Rows from a segmentation dataset
================

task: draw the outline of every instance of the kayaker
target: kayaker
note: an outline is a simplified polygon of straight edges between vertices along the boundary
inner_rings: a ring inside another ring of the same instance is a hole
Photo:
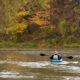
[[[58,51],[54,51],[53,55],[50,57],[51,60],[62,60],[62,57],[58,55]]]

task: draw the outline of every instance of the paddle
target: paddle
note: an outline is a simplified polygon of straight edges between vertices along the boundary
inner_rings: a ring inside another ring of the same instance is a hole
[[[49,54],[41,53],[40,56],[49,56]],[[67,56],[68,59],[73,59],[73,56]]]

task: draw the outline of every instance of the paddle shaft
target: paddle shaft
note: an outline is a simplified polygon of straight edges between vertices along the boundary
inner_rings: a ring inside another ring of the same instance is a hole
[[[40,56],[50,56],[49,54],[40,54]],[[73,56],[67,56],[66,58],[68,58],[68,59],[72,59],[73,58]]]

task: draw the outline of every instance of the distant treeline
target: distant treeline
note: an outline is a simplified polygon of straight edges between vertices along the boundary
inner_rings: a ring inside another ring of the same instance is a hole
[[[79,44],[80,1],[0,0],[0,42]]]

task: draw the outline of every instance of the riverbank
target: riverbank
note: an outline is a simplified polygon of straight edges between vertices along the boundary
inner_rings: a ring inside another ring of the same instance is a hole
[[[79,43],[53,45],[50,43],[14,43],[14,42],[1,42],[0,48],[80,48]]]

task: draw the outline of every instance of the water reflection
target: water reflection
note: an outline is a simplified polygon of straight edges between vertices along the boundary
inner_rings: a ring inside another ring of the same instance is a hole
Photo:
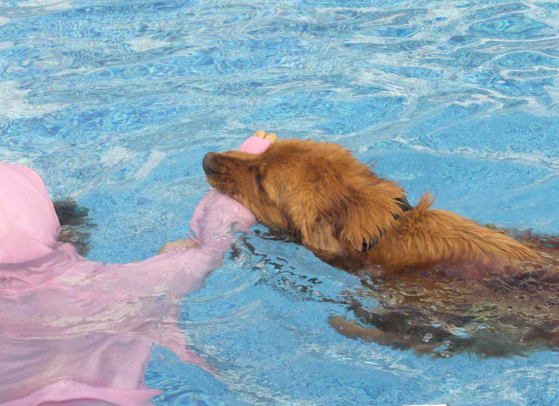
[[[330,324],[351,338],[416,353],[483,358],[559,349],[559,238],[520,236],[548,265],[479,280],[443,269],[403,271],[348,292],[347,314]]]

================

__REQUEST__.
Put all six rows above into a two-column CSV with the columns "request" and "outline", one line per row, where "request" holds the row's text and "outline" holds its answer, each in a single quoted field with line breaks replaced by spaces. Leave the pictures out.

__ANSWER FOR THIS EXERCISE__.
request,outline
"task: draw the outline of every instance of the kayaker target: kayaker note: an outline is a simplified polygon of straight edges between vertices along the boundary inner_rings: a ring inside another ring of the same instance is a hole Photo:","[[[58,51],[54,51],[53,55],[50,57],[51,60],[62,60],[62,57],[58,55]]]"
"task: draw the outline of every instance of the paddle target: paddle note: an outline is a simplified polygon of straight edges between vertices along the boundary inner_rings: a ring inside another ring of the same instance is a hole","[[[49,54],[41,53],[40,56],[49,56]],[[67,56],[68,59],[73,59],[73,56]]]"
"task: draw the outline of every instance of the paddle shaft target: paddle shaft note: an outline is a simplified polygon of straight edges between vertices along the boundary inner_rings: a ring inside another ring of the same instance is a hole","[[[40,56],[50,56],[49,54],[40,54]],[[73,56],[67,56],[66,58],[68,58],[68,59],[72,59],[73,58]]]"
"task: draw the outline of every instance of the distant treeline target: distant treeline note: an outline is a simplified polygon of straight edges between vertices along the boundary inner_rings: a ring inside another ring of the same instance is a hole","[[[79,44],[80,1],[0,0],[0,42]]]"
"task: draw the outline of every instance of the riverbank target: riverbank note: an outline is a simplified polygon of straight edges between vertices along the boundary inner_rings: a ring inside another ring of the same instance is a hole","[[[79,43],[53,45],[50,43],[14,43],[14,42],[1,42],[0,48],[80,48]]]"
"task: draw the outline of every instance of the water reflection target: water reflection note: an outline is a simplified polygon of straight edges between vertices along the boundary inner_rings: a ring inside another ring of the same instance is a hole Photo:","[[[330,324],[351,338],[416,353],[483,358],[559,349],[559,238],[520,236],[548,265],[479,280],[443,269],[403,271],[348,292],[347,314]]]"